(EXERCISE SET):
- 1) Answer from the article on Walter Mondale below, one line each:
(a) On what date did Mondale give the interview about Grenada?
(b) What slogan did Woodrow Wilson run on?
(c) To how many troops did Lyndon Johnson escalate American troop use in Vietnam?
- 2) Reproduce the stretch of the Mondale article from "Walter Mondale, the" through "were in jeopardy.", keeping every word and mark unchanged.
- 3) Carry on the article about Walter Mondale and the Democratic Party from where it stops.
**** PAGE
Mondale: War to keep Central America

  Walter Mondale, the Democratic Party's presidential
candidate said that he favored last year's invasion of
Grenada. In an interview on September 16th, Mondale
justified the invasion of the sovereign country by saying
that Americans were in jeopardy.
  At the same time, Mondale announced his intention to
quarantine Nicaragua under certain circumstances. Mondale
implied that the use of force might be necessary if the
Russians or Cubans set up a base in Nicaragua.
  The liberal Democrat's honesty during an election campaign
is particularly significant because it demonstrates a
fundamental unity between the Republicans and Democrats.
Those who are working for a genuine peace should not have
any illusions about Walter Mondale as their candidate.
  The American two-party system is really a one-party system
for imperialism and war. Anti-war activists do not have a
choice in this election. They must stay out of it and work
to undermine the system that offers two candidates in favor
of war against the Central American people and global
conflagration with Soviet imperialist rivals.


  The Republicans and Democrats legitimize their rule of
American society by confusing us with the "lesser of two
evils" game. For example, many people who are opposed to
Reagan's role in the invasion of Grenada, the invasion of
Lebanon and U.S. terrorism against the Sandinista Government
in Nicaragua will work for and vote for Walter Mondale.
  History shows, however, that this will not work. Woodrow
Wilson ran as a liberal Democrat on a "He Kept Us Out of
War" slogan. When he was re-elected as president, he took
the U.S. into WWI to get a share of Europe's colonies and
global dominance and to increase profits from military
production in the U.S. Long before the grandfather of
Mondale liberalism—Democrat Franklin D. Roosevelt—took the
US into WWII for global domination, arms manufacturers were
making profits selling to both sides in WWII. U.S. bankers
were also worming in on British banking because the British
desperately needed U.S. money and munitions in their war
against Germany.
  Democrat Harry Truman dropped the A-Bomb, not once but
twice on Japan. Later he overthrew the government of Korea
in another American invasion.
  Then there was the U.S. invasion of Vietnam and it was
Democrat Lyndon Johnson who escalated American troop use to
500,000. Lyndon Johnson, a Southerner had a vice-
presidential running mate from Minnesota named Hubert
Humphrey, (whose anti-communist credentials were established
by his sponsorship of the Communist Control Act of 1954 and
his purging of the Minnesota Democratic Party also during
the McCarthy era). When Johnson and Humphrey won the 1964
presidential election it was Mondale who was appointed to
finish Humphrey's Minnesota Senate term. Mondale fit well as
Humphrey's protege and was re-elected in 1966.
********
**** SUPPLIED DATA
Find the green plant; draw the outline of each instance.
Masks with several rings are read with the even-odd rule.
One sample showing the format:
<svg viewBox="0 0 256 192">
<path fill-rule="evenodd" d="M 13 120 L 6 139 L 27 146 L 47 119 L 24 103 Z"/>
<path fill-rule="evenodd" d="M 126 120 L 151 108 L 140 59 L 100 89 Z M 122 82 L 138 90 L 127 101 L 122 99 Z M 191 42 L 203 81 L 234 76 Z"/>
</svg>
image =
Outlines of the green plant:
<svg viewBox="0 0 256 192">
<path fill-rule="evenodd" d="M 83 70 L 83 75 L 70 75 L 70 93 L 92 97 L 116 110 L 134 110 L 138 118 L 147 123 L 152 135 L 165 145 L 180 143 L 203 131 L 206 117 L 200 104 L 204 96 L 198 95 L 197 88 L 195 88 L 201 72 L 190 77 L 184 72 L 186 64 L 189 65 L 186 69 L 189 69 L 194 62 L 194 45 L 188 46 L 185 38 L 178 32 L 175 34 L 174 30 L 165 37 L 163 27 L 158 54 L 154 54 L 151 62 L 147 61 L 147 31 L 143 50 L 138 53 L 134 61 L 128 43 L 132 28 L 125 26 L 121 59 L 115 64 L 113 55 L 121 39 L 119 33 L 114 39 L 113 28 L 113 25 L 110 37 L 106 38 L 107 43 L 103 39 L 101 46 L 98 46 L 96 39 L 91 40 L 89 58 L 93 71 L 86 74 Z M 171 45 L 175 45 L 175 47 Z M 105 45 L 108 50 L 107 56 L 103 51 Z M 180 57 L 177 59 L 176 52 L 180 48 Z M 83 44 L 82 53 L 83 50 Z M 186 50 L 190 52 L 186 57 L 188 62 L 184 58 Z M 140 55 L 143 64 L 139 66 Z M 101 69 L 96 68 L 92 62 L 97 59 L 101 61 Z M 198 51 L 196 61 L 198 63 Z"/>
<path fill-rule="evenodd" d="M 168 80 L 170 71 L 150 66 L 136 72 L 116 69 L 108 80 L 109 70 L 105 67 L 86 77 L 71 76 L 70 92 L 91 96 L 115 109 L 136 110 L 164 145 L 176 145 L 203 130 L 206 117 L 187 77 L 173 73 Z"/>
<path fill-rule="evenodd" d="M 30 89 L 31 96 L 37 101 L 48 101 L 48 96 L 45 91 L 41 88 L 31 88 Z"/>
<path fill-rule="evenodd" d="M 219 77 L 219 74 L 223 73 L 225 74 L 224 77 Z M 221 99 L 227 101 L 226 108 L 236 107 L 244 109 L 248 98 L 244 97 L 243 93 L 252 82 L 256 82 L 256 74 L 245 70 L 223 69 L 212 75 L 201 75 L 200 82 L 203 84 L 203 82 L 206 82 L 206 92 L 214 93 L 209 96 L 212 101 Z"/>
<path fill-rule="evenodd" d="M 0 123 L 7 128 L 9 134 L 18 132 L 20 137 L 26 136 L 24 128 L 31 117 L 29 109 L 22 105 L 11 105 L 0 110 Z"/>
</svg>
********
(EXPECTED ANSWERS):
- 1)
(a) September 16th
(b) "He Kept Us Out of War"
(c) 500,000

- 2)
Walter Mondale, the Democratic Party's presidential
candidate said that he favored last year's invasion of
Grenada. In an interview on September 16th, Mondale
justified the invasion of the sovereign country by saying
that Americans were in jeopardy.

- 3)
  Mondale was loyal to Humphrey who was loyal to Johnson. In
1964, Mondale said he had "great confidence" in Johnson's
war in Vietnam. While the Democrats were still in office,
Mondale never opposed the Vietnam War. It was only in 1969,
after public opinion polls showed a majority opposed to the
war and after a Republican was elected president that
Mondale opposed the Vietnam War.
  It was not the election of a liberal Democrat that ended
the Vietnam War. The Vietnamese people beat the U.S. army
led by Richard Nixon. In fact, history shows that Democrats
like Mondale will do the most to oppose war—for their own
opportunist reasons—when they are out of power. Apparently,
the two parties have decided they can not afford to lose
American dominance of Central America because not even
candidate Mondale is making promises about opposing the war
in Central America.
  In any case, Mondale led the Humphrey presidential
campaign in 1968 when the Democrats were most exposed as
perpetrators of the Vietnam War. That kind of loyalty was
repaid in 1976 when Southerner Jimmy Carter had only one
opponent in the Democratic Party left to defeat—Hubert
Humphrey. Walter Mondale was chosen vice-presidential
candidate to pacify the Humphrey wing of the Democratic


  Mondale and the other liberals in the Carter
Administration failed to bring about the social change that
liberals support in theory. The Carter Administration was
supposedly pro-Black, but the Black/white median income
ratio fell from.59 to.56 under Carter—a record drop.
Meanwhile in South Africa, the only country in the world
where white racism is the law (as opposed to covered up by
the law) Carter opposed even the most cosmetic reforms that
would require American companies to pay Black South Africans
the same as whites for the same work. In addition, U.S.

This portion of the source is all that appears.